*** Fragmento del documento
Desde el último balcón de un edificio habanero, un letrero anuncia, en mayúsculas, que ahí vive Enrique Pineda Barnet. El cartel le añade color a la leyenda de un hombre que colocó a Cuba después de 1959 en la historia de los Oscar. La Bella del Alhambra (1989), aunque en su tierra no consiguió los esperados corales (Mejor largometraje y Mejor actuación femenina) y tuvo que contentarse con el de música y el de escenografía, resultó ganadora del Goya en Mejor película extranjera.
“Y todo eso provocó también envidias, rivalidades”. Sucedía, a juicio de Pineda Barnet, “lo que los viejos sabios me habían dicho muchos años atrás, al ganarme el Premio Nacional de Literatura Hernández Catá en 1953. Los que eran mis amigos se volvieron mis enemigos, mis contrincantes. Como me habían advertido los viejos sabios que entonces componían el jurado del Hernández Catá [Juan Marinello, Don Fernando Ortiz, Raymundo Lazo, Jorge Mañach]: cuando uno está en baja, todo el mundo le pasa la mano, le coge lástima; pero cuando uno gana una victoria, ya es más difícil aplaudirte. Celebrar tu victoria es más difícil y los que lo hacen son tus verdaderos amigos”.
A partir de 1989, la relación entre el cineasta –que había sido el primer maestro voluntario en la Sierra Maestra antes de la campaña de alfabetización, interventor de industrias, diplomático acompañante del Che en Punta del Este– y el Instituto Cubano del Arte e Industria Cinematográficos (ICAIC) se volvió tensa. El lugar donde le ofreció trabajo Julio García Espinosa a comienzos de la Revolución Cubana y que, sin embargo, él no creía merecer, dejó de sentirse como hogar en la década del 90.
Desde entonces, veintisiete años y un puñado de películas han transcurrido (Angelito mío, 1998; La Anunciación, 2009; Verde verde, 2010, y algunos cortos). “Y ahora, en el 38vo Festival de Cine, me anunciaron que me iban a dar el Coral de Honor por la obra de la vida. Dije: ‘es el momento de resarcir, de curar las heridas que se hicieron antes’. Puse mi condición inmediatamente: ‘Yo voy a recibir el premio si me lo entrega Beatriz Valdés’, y el Festival invitó a Beatriz. Fue un regalo. Son satisfacciones inmensas porque en aquel momento cuando se le negó el Coral a la Mejor actriz, el público pidió justicia a coro y Beatriz, con los ojos aguados, dijo: ‘No se preocupen, todos ustedes son mis corales’. Ahora estamos sanando una herida de veintisiete años y eso nos sirve de consuelo, hoy que seguimos cometiendo errores, que seguimos haciendo leña del árbol caído, de la gente buena, brillante, que existen celos, envidias, persecuciones, censuritas, y todo tipo de cosas mediocres del ser humano que un día se resarcirán, un día decidirán los corales”.
Usted habla de censuras y persecuciones. ¿Cuál es su criterio en relación con las polémicas que ha generado la censura del largometraje Santa y Andrés?
******
*** Datos proporcionados
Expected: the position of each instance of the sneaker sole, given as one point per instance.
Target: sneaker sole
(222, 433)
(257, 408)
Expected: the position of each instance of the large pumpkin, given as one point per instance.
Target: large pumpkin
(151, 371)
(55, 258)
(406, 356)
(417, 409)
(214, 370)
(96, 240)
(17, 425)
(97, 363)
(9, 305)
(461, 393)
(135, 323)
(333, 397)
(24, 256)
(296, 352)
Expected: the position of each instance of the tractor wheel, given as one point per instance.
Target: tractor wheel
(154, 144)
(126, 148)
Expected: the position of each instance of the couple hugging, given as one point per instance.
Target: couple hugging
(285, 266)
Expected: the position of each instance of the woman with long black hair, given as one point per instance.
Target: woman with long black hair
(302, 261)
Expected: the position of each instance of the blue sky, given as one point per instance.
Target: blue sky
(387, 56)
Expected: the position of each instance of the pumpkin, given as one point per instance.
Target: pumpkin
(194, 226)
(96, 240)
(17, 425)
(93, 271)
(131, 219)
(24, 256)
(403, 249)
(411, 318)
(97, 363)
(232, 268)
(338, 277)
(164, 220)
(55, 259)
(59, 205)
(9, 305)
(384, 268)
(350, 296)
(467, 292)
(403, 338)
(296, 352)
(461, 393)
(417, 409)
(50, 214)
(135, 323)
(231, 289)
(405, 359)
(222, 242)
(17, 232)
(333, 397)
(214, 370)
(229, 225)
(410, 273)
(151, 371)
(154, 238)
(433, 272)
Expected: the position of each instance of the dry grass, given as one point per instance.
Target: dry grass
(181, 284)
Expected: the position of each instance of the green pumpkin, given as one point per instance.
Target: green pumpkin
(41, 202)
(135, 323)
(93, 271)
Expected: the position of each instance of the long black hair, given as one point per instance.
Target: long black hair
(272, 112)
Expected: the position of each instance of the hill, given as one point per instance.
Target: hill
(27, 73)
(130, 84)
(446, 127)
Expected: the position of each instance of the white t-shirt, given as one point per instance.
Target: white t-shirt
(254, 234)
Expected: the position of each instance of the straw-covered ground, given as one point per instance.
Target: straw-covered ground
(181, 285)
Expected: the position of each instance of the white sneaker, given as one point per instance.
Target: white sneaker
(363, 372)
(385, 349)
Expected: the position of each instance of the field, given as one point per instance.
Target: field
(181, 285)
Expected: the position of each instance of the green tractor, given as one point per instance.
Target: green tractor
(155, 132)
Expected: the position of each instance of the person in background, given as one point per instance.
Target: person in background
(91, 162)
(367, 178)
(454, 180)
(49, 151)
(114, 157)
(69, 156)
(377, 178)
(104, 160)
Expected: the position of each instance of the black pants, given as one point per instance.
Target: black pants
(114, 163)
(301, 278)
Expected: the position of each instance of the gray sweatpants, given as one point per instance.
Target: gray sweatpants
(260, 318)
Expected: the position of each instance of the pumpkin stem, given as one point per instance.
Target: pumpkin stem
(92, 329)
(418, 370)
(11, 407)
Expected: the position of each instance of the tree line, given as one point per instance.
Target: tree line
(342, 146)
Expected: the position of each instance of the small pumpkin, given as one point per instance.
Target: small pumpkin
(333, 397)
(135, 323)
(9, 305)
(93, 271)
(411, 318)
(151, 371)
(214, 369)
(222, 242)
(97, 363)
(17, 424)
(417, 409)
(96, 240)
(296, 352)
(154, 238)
******
Conjunto de tareas |
a: Reproduzca la parte del texto sobre Enrique Pineda Barnet que se inicia con las palabras que contienen "A partir de" y concluye con "década del 90.", renombrando "cineasta" como "realizador".
b: Prosiga el texto sobre Enrique Pineda Barnet a partir del punto en que se detiene.

Resultados en orden |
a:
A partir de 1989, la relación entre el realizador –que había sido el primer maestro voluntario en la Sierra Maestra antes de la campaña de alfabetización, interventor de industrias, diplomático acompañante del Che en Punta del Este– y el Instituto Cubano del Arte e Industria Cinematográficos (ICAIC) se volvió tensa. El lugar donde le ofreció trabajo Julio García Espinosa a comienzos de la Revolución Cubana y que, sin embargo, él no creía merecer, dejó de sentirse como hogar en la década del 90.

b:
Me parece una película extraordinaria, revolucionaria de verdad, digna, patriótica. Cuando la gente quiere ver mal, ve mal. Cuando la gente quiere generar intriga… lo hace. Ahí no hay nada. Hay que ver la película como lo que es: un acto revolucionario desde el arte, de denuncia de un momento. Además, los realizadores son dos jóvenes muy revolucionarios, muy limpios, incapaces de hacer algo que dañe la Revolución, a tal punto que se han negado a crear una atmósfera negativa. No, ellos quieren defender la película, pero desde posiciones de la Revolución.
En ese sentido, ¿cómo valora la gestión del ICAIC, teniendo en cuenta que las demandas de los cineastas a veces se extienden más allá de los marcos de la institución, a productoras independientes?
¿Y una productora independiente es un más allá? Yo no creo que una productora independiente sea un más allá. Hay muchas cosas que tienen que ser independientes para poder desarrollarse. Si ahora yo tengo que asociarme a una institución para escribir un poema… qué tontería. Hay cosas elementales.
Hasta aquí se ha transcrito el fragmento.